What to produce:
Transcribe the data exactly, stopping after the "Run detection on green rice" line.

Saved entries:
**********

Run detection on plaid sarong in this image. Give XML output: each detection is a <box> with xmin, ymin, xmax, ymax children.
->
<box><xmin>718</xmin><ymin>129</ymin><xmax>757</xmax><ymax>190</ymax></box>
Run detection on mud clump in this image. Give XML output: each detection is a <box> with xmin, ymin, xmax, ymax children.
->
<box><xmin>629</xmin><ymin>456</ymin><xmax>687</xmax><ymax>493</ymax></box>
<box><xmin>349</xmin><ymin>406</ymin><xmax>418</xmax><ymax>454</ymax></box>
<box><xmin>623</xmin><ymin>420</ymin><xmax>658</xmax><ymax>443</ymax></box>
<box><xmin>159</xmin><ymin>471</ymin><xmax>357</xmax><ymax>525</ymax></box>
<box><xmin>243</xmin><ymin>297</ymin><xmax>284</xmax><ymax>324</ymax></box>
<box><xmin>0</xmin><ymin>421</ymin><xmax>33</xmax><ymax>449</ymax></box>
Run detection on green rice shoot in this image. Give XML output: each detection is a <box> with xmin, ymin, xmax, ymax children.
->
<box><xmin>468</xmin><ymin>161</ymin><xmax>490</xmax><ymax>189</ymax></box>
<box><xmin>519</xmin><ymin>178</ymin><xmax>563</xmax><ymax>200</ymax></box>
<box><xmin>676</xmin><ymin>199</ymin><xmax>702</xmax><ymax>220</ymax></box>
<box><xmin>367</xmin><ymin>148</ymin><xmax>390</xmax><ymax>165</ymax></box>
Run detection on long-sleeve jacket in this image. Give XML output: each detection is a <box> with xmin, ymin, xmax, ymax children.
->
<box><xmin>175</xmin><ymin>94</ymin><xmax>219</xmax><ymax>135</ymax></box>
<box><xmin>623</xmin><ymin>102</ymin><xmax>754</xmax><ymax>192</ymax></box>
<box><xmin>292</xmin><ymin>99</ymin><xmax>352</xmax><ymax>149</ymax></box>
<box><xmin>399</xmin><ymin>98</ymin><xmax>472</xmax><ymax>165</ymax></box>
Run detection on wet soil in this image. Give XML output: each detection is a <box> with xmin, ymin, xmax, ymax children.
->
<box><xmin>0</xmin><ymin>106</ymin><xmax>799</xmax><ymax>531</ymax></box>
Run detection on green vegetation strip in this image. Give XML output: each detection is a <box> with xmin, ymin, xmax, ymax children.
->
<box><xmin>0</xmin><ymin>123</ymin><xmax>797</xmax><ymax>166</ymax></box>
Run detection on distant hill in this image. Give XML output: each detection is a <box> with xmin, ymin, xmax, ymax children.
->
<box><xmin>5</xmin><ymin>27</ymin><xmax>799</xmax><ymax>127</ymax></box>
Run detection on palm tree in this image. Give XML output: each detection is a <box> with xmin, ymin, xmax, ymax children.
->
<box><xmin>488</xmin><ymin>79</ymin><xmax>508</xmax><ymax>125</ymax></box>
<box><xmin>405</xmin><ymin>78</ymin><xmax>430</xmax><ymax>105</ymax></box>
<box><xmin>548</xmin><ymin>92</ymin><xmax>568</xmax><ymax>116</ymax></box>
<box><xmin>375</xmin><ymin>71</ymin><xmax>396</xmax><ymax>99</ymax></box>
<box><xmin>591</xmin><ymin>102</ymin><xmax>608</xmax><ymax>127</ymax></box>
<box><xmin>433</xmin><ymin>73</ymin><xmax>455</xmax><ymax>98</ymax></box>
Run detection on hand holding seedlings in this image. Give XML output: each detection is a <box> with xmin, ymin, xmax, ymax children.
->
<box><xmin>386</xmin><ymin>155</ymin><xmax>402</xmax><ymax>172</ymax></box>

**********

Exercise result:
Run detection on plaid sarong in this image. Give XML output: each detection is a <box> with xmin, ymin, xmax, ymax children.
->
<box><xmin>718</xmin><ymin>129</ymin><xmax>757</xmax><ymax>190</ymax></box>
Run detection on mud clump in this image. Give XML output: each detection is a <box> with xmin, ymin, xmax, ymax children.
->
<box><xmin>629</xmin><ymin>456</ymin><xmax>687</xmax><ymax>493</ymax></box>
<box><xmin>349</xmin><ymin>406</ymin><xmax>418</xmax><ymax>454</ymax></box>
<box><xmin>623</xmin><ymin>420</ymin><xmax>658</xmax><ymax>443</ymax></box>
<box><xmin>159</xmin><ymin>471</ymin><xmax>357</xmax><ymax>525</ymax></box>
<box><xmin>243</xmin><ymin>297</ymin><xmax>284</xmax><ymax>324</ymax></box>
<box><xmin>0</xmin><ymin>421</ymin><xmax>33</xmax><ymax>449</ymax></box>
Run detection on green rice shoot in this image. Give XML output: each detection is a <box> with xmin, ymin, xmax, ymax children.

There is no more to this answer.